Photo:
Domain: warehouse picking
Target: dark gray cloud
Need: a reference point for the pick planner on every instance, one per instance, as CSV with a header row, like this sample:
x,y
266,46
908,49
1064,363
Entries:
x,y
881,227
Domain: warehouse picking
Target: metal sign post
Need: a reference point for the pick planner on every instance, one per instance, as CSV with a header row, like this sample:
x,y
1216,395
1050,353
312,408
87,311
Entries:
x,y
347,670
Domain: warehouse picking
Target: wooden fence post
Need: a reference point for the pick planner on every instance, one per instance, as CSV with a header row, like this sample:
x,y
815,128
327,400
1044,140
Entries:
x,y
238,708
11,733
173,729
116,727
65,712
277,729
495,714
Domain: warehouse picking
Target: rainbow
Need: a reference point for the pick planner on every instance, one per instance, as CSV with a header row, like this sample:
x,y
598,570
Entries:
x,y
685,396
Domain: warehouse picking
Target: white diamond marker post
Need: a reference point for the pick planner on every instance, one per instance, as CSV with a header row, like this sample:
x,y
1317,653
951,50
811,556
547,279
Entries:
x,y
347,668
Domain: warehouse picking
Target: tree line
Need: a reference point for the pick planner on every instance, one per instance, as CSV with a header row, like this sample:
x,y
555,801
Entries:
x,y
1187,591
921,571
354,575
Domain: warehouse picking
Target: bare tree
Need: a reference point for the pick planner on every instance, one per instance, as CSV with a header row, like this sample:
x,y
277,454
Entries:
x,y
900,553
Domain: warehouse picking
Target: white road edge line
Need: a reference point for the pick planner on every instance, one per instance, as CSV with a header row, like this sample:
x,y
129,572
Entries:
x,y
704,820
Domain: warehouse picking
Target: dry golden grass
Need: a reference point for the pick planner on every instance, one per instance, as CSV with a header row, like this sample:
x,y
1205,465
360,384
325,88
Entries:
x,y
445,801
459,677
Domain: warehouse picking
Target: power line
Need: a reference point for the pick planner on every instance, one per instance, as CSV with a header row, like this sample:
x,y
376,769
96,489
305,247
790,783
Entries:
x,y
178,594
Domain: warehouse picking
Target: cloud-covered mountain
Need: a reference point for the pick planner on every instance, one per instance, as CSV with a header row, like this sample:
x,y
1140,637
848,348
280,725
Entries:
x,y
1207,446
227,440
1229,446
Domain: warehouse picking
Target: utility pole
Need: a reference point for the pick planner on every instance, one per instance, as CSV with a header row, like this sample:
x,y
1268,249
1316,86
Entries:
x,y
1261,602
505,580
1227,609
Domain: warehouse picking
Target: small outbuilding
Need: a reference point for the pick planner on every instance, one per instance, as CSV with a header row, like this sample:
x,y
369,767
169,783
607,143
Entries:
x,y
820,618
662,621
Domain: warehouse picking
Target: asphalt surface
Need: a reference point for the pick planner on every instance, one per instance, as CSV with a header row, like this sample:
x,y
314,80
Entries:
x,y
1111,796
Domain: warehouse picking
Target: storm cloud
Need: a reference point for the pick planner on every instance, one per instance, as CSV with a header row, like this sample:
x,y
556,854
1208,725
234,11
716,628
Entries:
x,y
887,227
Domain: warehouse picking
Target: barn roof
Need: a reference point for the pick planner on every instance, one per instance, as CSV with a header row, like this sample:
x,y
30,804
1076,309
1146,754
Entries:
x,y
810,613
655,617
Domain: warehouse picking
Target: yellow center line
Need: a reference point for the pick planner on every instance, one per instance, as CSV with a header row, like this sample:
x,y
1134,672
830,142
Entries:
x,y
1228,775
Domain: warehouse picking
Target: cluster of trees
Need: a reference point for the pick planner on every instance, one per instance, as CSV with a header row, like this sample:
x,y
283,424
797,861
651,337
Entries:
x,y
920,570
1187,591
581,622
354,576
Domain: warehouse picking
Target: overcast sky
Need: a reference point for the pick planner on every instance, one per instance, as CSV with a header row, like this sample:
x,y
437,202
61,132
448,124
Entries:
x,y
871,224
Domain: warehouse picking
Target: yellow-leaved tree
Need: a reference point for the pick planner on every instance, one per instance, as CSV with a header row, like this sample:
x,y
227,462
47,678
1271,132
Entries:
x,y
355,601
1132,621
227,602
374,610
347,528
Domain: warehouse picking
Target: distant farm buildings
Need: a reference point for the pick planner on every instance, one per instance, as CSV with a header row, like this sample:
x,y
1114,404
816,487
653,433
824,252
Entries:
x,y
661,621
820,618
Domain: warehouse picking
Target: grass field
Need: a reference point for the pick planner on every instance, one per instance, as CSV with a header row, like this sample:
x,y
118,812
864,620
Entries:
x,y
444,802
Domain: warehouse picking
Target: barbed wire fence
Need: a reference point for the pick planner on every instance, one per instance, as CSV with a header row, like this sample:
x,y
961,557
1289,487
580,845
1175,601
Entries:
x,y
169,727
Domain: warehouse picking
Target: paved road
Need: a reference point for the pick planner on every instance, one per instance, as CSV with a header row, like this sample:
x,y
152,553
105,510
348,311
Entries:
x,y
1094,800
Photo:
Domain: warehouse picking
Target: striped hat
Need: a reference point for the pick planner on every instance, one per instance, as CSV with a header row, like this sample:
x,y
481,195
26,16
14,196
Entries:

| Exercise aim |
Please reproduce each line exactly as written.

| Completed exercise |
Photo:
Domain: warehouse picking
Target: dark gray cloud
Need: a reference point for the pick planner on every instance, one per instance, as CSV with a header row, like this sample:
x,y
266,46
908,49
1064,363
Entries:
x,y
881,227
Domain: warehouse picking
Target: metal sign post
Need: a reference point for the pick planner on every instance, one per instance, as CSV with a header row, like this sample:
x,y
1216,395
1050,353
312,408
87,311
Entries:
x,y
347,670
Domain: warehouse picking
Target: wooden fence post
Need: a reference point for the pick planner on every instance, one per instance, as CSV with a header row, like this sample:
x,y
815,128
327,400
1044,140
Entries:
x,y
238,708
11,733
173,729
116,727
65,712
277,729
495,714
Domain: warehouse picking
Target: rainbow
Need: a reference point for the pick planner on every instance, one per instance, as CSV with a header row, like this sample:
x,y
598,570
Entries:
x,y
685,396
Domain: warehouse picking
Target: white diamond marker post
Need: a reference point for the pick planner on every instance, one per instance, as CSV with a header row, like this sample:
x,y
1317,653
951,50
811,556
547,279
Entries:
x,y
347,668
Domain: warehouse picking
Target: tree line
Need: a reference point for the pick planner on every instance, one per instance, as CSV with a header row, like this sample:
x,y
555,801
Entries:
x,y
1187,591
921,571
354,575
Domain: warehouse picking
Target: bare tree
Need: a reference point for the pick planner on every instance, one per instance, as CSV with a header row, like this sample:
x,y
277,454
Entries:
x,y
900,553
Domain: warehouse picking
Target: white road edge line
Need: a reference point for the pick planner on every instance, one per instance, as CSV with a header row, like this sample:
x,y
129,572
Entries:
x,y
704,820
Domain: warehouse picking
Target: dry golden grass
Need: a reference point for the pick planner on every instance, one per instance, as CSV with a header row, like this sample:
x,y
1205,465
360,384
325,88
Entries:
x,y
445,801
459,677
Domain: warehouse picking
Target: power line
Need: a reference point for the pick planner on every instance, one per instance, as CSV with a header row, like this sample:
x,y
376,769
96,489
305,247
790,783
Entries:
x,y
178,594
Domain: warehouse picking
Target: cloud-covered mountain
Need: a reference point for the pick planner on every instance, one per instance, as CSV with a header row, like this sample:
x,y
1140,637
848,348
280,725
Entries:
x,y
1207,446
227,440
1229,446
Domain: warehouse picking
Target: utility pole
Need: a reference point for the pick planner on every instance, one per instance, as CSV with a header row, like this sample:
x,y
1268,249
1316,86
Entries:
x,y
1261,602
505,580
1227,609
Domain: warehouse picking
Target: small outbuilding
Need: a reference point for the pick planner on every instance, one per instance, as CSV with a header row, like this sample:
x,y
369,767
169,783
607,143
Entries:
x,y
820,618
662,621
Domain: warehouse picking
Target: asphalt surface
Need: a reference point for the pick planner on every instance, one per instance, as CSV with a header row, like this sample:
x,y
314,80
Entries:
x,y
1111,796
Domain: warehouse picking
Target: storm cloud
Need: a reference point for the pick planner on every instance, one per instance, as CSV with a header row, like this sample:
x,y
556,854
1208,725
234,11
716,628
Entries:
x,y
887,227
Domain: warehouse picking
Target: barn roof
Need: a reference point for the pick planner on every instance, one per instance, as CSV with a header row, like this sample:
x,y
30,804
1076,309
1146,754
Entries:
x,y
810,613
655,617
Domain: warehouse picking
Target: yellow center line
Need: a reference point for the pick planner on every instance, one per instance, as CSV with a header row, like this sample:
x,y
1134,672
830,142
Entries:
x,y
1228,775
Domain: warehouse picking
Target: cluster of trees
Need: a reference point for the pick planner on every instance, one per instance, as CSV with a header row, like this sample:
x,y
283,424
797,861
651,337
Entries:
x,y
920,570
1187,591
581,622
354,576
Domain: warehouse picking
Target: overcast sky
Need: a reference point for the pick planner on every instance, one per instance, as CSV with a header row, like this sample:
x,y
437,202
61,132
448,124
Entries:
x,y
871,224
Domain: warehouse picking
Target: yellow-leaved tree
Need: a reference point for the pick planner on every instance, one per instance, as CSV with a header row, like this sample:
x,y
227,462
47,678
1271,132
Entries:
x,y
355,601
1132,621
227,602
374,610
347,528
Domain: warehouse picking
Target: distant farm buildings
Need: a reference point for the pick planner on every instance, one per instance, as CSV with a header row, like this sample:
x,y
1114,404
816,487
653,433
824,252
Entries:
x,y
661,621
820,618
Domain: warehouse picking
Target: grass field
Need: a reference point for the pick planner on every instance, one per instance, as CSV with a header row, like this sample:
x,y
118,812
864,620
Entries:
x,y
444,802
Domain: warehouse picking
Target: barbed wire fence
Need: a reference point for the pick planner on every instance, one per instance, as CSV with a header row, like this sample:
x,y
961,557
1289,487
580,845
1175,601
Entries:
x,y
169,727
Domain: warehouse picking
Target: paved road
Need: a reference point for the pick planner on every instance, one per instance, as CSV with a header row, like this sample:
x,y
152,553
105,510
348,311
Entries:
x,y
1094,800
Photo:
Domain: warehouse picking
Target: striped hat
Need: a reference point for the pick planner on every instance, one per instance, as CSV with a header row, like this sample:
x,y
481,195
26,16
14,196
Entries:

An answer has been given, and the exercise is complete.